[Entries taken from a collection]
= = = =
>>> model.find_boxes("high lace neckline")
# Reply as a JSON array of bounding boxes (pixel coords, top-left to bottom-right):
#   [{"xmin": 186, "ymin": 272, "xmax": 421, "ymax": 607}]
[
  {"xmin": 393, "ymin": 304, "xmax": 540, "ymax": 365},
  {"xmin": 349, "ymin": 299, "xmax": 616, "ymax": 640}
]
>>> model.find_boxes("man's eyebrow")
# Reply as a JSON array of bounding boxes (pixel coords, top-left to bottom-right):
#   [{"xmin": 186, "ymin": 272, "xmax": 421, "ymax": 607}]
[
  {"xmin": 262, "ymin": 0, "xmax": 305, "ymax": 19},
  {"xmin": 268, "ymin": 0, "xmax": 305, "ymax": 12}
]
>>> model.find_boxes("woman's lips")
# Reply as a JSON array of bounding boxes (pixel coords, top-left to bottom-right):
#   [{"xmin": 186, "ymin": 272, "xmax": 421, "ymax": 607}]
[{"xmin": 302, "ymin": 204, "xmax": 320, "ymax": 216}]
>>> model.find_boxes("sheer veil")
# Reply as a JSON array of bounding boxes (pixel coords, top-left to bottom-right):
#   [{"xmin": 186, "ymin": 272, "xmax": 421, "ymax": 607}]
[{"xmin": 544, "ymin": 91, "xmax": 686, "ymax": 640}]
= = = =
### ACTION ITEM:
The data must be given again in full. Keep every line identical.

### RESPONSE TO THE TASK:
>>> model.find_boxes("high lace neckline")
# Reply as a JSON array of bounding boxes (pixel coords, top-left to bottom-right):
#   [{"xmin": 186, "ymin": 272, "xmax": 421, "ymax": 607}]
[
  {"xmin": 393, "ymin": 304, "xmax": 540, "ymax": 365},
  {"xmin": 349, "ymin": 299, "xmax": 616, "ymax": 640}
]
>>> model.find_boxes("man's eyebrow")
# Reply as a JSON array of bounding boxes (pixel coords, top-left to bottom-right):
#   [{"xmin": 186, "ymin": 272, "xmax": 421, "ymax": 607}]
[
  {"xmin": 262, "ymin": 0, "xmax": 305, "ymax": 19},
  {"xmin": 268, "ymin": 0, "xmax": 305, "ymax": 12}
]
>>> model.find_boxes("woman's lips")
# Reply as a JSON array of bounding boxes (pixel coords, top-left to bottom-right):
#   [{"xmin": 186, "ymin": 272, "xmax": 421, "ymax": 607}]
[{"xmin": 302, "ymin": 204, "xmax": 320, "ymax": 216}]
>>> model.find_boxes("sheer veil")
# Reply as a JSON array of bounding boxes (pixel coords, top-left to bottom-right):
#   [{"xmin": 186, "ymin": 272, "xmax": 421, "ymax": 607}]
[{"xmin": 544, "ymin": 91, "xmax": 686, "ymax": 640}]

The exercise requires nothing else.